Required work: Pick up the blog post about feeling stressed during a busy month where the post stops, and keep writing in the same voice.

Extract:

+++

Note: very long. contains a lot of bitching and moaning and general aviy-is-having-a-bad-week-ness. sry.
So. I think. I'm stressing out.
It's funny that I can't even tell for sure, it just happens that rarely. I've been more or less quietly freaking out all day and most of yesterday and I only just realized maybe I'm stressed.
Sometimes, I wish my life sucked more so I at least felt justified to bitch about it. But it never does, even when I'm apparently wound too tight by Life it's not like anything BAD is going on.
But. Little things have been bothering me. I'm having self confidence issues, I'm worrying about conflicts with work, I'm worrying about trying to do too much when all I'm DOING is fun stuff. I'm used to balancing my various hobbies without issue and now... I'm still doing it I'm just worrying about it and isn't that stupid? I do them for fun in the first place.
But it's been a busy month. I just realized today is the twenty-nineth. Since the start of the month I have: Gotten in two new characters at CFUD, left the country and gone on a ten day mission, turned twenty-one, started classes, and had Issues with one of my co-workers.

+++

Material provided:
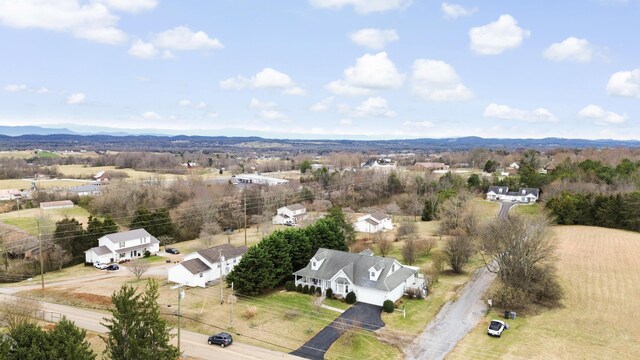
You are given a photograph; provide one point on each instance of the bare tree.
(19, 310)
(138, 267)
(383, 243)
(458, 250)
(410, 250)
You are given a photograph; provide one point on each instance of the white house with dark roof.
(291, 214)
(523, 195)
(373, 279)
(122, 246)
(201, 267)
(373, 223)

+++

Exercise answer:
Withholding the last, none of these are bad things. Haiti was interesting, I'm glad I went. It didn't kill me and I learned some neat stuff. I love BOTH of my characters, I've posted with Ticky three times since I got him and Luke once and I want to post with him again and I posted with Vash recently and with Ed right before I left. Dante and Riku still aren't getting out enough but I have two brand new characters and I feel justified in showing some favoritism. I'm not as active as some people but I'm not a slouch either and no one is getting on my case for the character I AM neglecting. All in all I think I'm a pretty okay player so I don't have any reason to worry about that either.
Turning twenty-one is cool. This DOES introduce the new stress of WANTING TO GET AT LEAST TIPSY and never being able to drink without being in the presense of my mom because I have no social life. I got my third drink since my birthday the other day and she told me "I'm worried about your need to get something to drink every time we go out." IT WAS MY THIRD DRINK. I JUST TURNED TWENTY-ONE. I'M THE ONLY PERSON EVER TO OBSERVE THE DRINKING LAWS. ONE OF THEM WAS A MUDDSLIDE and NONE of them were enough to make me even mildly tipsy. Infact, the drink I had in my birthday just gave me a headache. And I can't explain to her that I just WANT TO BE DRUNK to know what it's like because I've realized that after 21 years of my mom worrying about me becoming an alcoholic, even if I drink casually for the next decade she'll STILL never believe that I won't end up one. She'll just figure it's IN WAITING. So on one hand. Alcohol tastes nice, I have a wide array of interesting drinks ahead of me and I want to figure out what I like. On the other hand. THE VERY ACT OF ORDERING stresses me out. But NOT ordering stresses me out too because THEN SHE'S WINNING.
Sah.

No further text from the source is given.